═════ Quoted text

Optimal sunlight penetration for relaxation (below 4 on the relaxation scale) is only between 15
and 25 percent, and the maximum amount to create a positive feeling in the room is about 40
percent. These values of sunlight penetration are indicative a priori of small window sizes,
imposing, therefore, a severe limitation on direct gain solar strategies of which the purpose is to
maximize the solar heating fraction. This third dimension, namely the occupant feeling of
relaxation, is particularly important in spaces such as the office environment where the well-
being of the occupant is a critical design issue.
Though window size does not directly affect the degree of relaxation, the amount of sunlight
penetration is directly related to the size of the window. In addition to this latter, the
geographical latitude of the location of the building and the time of the day also dictate the
amount of sunlight penetration into the room. A sample calculation procedure of the optimal
window size for 30 percent sunlight penetration in the tested office module for 21 of December
in Albuquerque at 10:00 a.m. has been performed assuming a rectangular window and that
sunlight is striking the floor only.

══════════
═════ Information shown

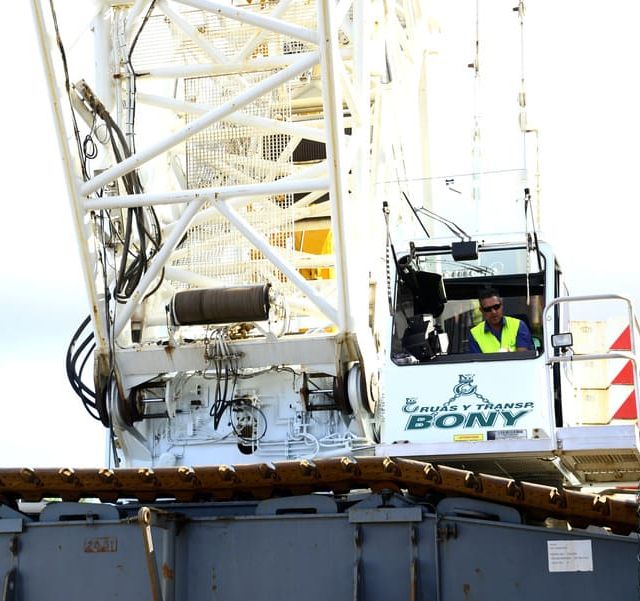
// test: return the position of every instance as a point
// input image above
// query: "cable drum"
(220, 305)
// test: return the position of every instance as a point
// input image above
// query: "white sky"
(583, 95)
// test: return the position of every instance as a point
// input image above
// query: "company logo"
(467, 408)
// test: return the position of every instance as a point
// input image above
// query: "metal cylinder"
(220, 305)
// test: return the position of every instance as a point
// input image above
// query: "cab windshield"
(436, 301)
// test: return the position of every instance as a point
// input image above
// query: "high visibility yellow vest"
(488, 343)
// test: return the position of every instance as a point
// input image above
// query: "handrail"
(632, 324)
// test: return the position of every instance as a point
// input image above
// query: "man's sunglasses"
(491, 308)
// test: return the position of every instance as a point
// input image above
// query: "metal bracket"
(161, 590)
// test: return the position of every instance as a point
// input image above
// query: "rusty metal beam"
(338, 475)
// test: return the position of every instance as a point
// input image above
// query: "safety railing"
(560, 351)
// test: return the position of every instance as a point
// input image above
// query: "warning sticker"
(570, 556)
(468, 437)
(506, 434)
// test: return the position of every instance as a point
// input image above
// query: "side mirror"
(562, 342)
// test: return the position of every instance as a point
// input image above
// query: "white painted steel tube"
(335, 159)
(192, 33)
(233, 105)
(253, 42)
(281, 186)
(157, 263)
(260, 242)
(271, 125)
(253, 18)
(201, 70)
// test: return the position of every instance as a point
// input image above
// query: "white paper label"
(570, 556)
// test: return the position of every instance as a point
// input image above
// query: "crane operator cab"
(441, 398)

══════════

Goals:
A - Translate this sentence from the sunlight penetration text into Spanish: "Though window size does not directly affect the degree of relaxation, the amount of sunlight penetration is directly related to the size of the window."
B - According to the sunlight penetration text, what is the maximum amount of sunlight penetration for creating a positive feeling in the room?
C - Decide whether each statement agrees with the sunlight penetration text, and quote the words that settle it:
(i) Window size directly affects the degree of relaxation.
(ii) The sample calculation assumed a rectangular window.
(iii) The sample calculation was made for Albuquerque at noon.

Expected responses:
A - Aunque el tamaño de la ventana no afecta directamente el grado de relajación, la cantidad de penetración de la luz solar está directamente relacionada con el tamaño de la ventana.

B - About 40 percent.

C -
(i) No: "window size does not directly affect the degree of relaxation"
(ii) Yes: "assuming a rectangular window"
(iii) No: "in Albuquerque at 10:00 a.m."